▶ [WORK TO COMPLETE]
(1) In one to three sentences, explain why the third commenter in the comment thread switched browsers and then decided never to visit Forbes again.
(2) Write the next part of the comment thread, picking up after its last line.

▶ [DOCUMENT]
<<<<

6 thoughts on “The Physics That Got Left Out Of “Arrival””

  1. It was an enjoyable movie but Oscar worthy? Meh.

    Amy Adams is on a roll though. Nocturnal Animals was pretty good.

  2. Questions of time and free will can quickly send you down the rabbit hole. It may take a long time before we get any real understanding.

  3. Forbes blocks browsers with Ad Blockers, so I switched to a secondary browser without blocking. The web page was a mess with so many popups, auto-run videos, and other garbage ads that it caused the browser to lock up. Sorry, but whatever the article said, it isn’t worth putting up with all of the garbage that comes with it. I understand Forbes is trying to make money on their website but for me at least, they’ve gone way too far with the advertising. I won’t be going there again. They’ve made their site unusable.

  4. Uh, yeah; History grad here with Humanities Guy kind of question.

>>>>

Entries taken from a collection
<<<<

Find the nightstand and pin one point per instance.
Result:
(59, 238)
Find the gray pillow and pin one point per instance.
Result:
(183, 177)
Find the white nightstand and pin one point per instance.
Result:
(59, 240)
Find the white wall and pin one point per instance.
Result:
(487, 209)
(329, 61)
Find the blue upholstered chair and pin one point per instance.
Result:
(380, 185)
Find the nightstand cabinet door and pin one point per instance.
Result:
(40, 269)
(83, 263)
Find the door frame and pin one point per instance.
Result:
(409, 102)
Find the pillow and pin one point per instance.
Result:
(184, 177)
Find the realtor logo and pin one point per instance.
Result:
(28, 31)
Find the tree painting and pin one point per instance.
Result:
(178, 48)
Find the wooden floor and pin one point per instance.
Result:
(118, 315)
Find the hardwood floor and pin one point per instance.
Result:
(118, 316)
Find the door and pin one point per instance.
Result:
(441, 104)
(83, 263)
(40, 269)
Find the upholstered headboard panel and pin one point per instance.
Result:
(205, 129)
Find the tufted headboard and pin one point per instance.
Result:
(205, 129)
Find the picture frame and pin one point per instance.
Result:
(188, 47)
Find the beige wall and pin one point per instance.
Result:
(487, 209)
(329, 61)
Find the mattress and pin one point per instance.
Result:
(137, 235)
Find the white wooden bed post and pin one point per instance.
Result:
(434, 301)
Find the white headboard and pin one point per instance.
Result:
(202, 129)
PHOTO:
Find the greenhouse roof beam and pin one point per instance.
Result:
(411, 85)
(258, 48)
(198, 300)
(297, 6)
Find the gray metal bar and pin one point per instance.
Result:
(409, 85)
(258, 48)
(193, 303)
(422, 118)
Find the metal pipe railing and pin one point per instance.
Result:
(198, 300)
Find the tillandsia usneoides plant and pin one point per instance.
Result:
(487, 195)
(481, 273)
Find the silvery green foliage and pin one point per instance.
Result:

>>>>

▶ [TASK RESPONSES]
(1) The commenter switched to a secondary browser without ad blocking because Forbes blocks browsers that use ad blockers. On that browser, the popups, auto-run videos and other ads made the page such a mess that the browser locked up. The commenter concluded that Forbes has gone too far with advertising and made its site unusable.

(2)
    I note the article specifically observes the causal relationship between the heptapods having a physics based on least-action and their perception of time is left vague. It doesn’t as explicitly address the similar vagueness in causal connection between the language and the perception of time, which is what the movie left me wondering about.

    I realize I’m stuck in linear time, but I left the theatre considering that a human could crack this language by realizing that it is based on a holistic understanding of time, but wondering how this realization would actually lead to the human sharing that perception. We know that learning any skill or language can remap parts of the brain, and presumably learning a language and concepts this radical would have a large effect. Is that actually enough to take a human being outside the linear perception of time- to actually see past present and future as one, and to be able to sort and navigate that? Is it really only a matter of brain wiring and ‘perception’?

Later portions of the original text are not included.